▸ CHALLENGES:
1. Answer these questions using the blog post about Fiddler2 and the ASP.NET development server, labeling each answer (a), (b), (c):
(a) Which browser and operating system is the writer running?
(b) What change to the localhost URL lets Fiddler2 monitor the traffic?
(c) What keyboard shortcut opens Customize rules in Fiddler2?
2. In the blog post about Fiddler2 and the ASP.NET development server, rewrite the paragraph beginning "In my case, that wasn't enough" as a short list that keeps its main facts.

August 29, 2007 23:33 by MartinHN

If you're debugging ASP.NET apps, it can sometimes be an advantage to be able to see the actual requests, and analyze file sizes, run-time rendered code and being able to 'fiddle' with the code on run-time. Well. Fiddler2 provides extremely useful features for doing so, but for people using the ASP.NET development server (Cassini) you have to do a few workarounds...

I'm running IE7 on Windows Vista (a great OS). IE7 automatically bypasses proxies for localhost, which is our main problem. When using the ASP.NET development server (Cassini), the URL looks like this one: http://localhost:49950/app/Default.aspx. When you open Fiddler2, you see that it hasn't monitored the traffic to the localhost address. This can be fixed by applying a period (.) after localhost. So change the URL to this:  http://localhost.:49950/app/Default.aspx

In my case, that wasn't enough. I got an error from Fiddler2 in my browser. If I disabled Fiddler2, it worked just fine. Then I added a rule to Fiddler2. To do this, in Fiddler2 go to Rules > Customize rules. (or hit CTRL + R). Find the OnBeforeRequest event-handler, and add the following code:

if (oSession.host.substr(0, 10)=="localhost.")

▸ DATASET EXTRACT:
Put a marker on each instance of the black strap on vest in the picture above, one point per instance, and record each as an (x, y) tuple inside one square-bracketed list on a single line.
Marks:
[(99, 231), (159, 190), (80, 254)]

▸ RESPONSES BY TASK:
1.
(a) IE7 on Windows Vista.
(b) Adding a period (.) after localhost, as in http://localhost.:49950/app/Default.aspx.
(c) CTRL + R.

2.
- Adding the period to the URL wasn't enough; the browser showed an error from Fiddler2.
- With Fiddler2 disabled, everything worked.
- The fix was to add a rule in Fiddler2 via Rules > Customize rules (or CTRL + R).
- There, find the OnBeforeRequest event handler and add code to it.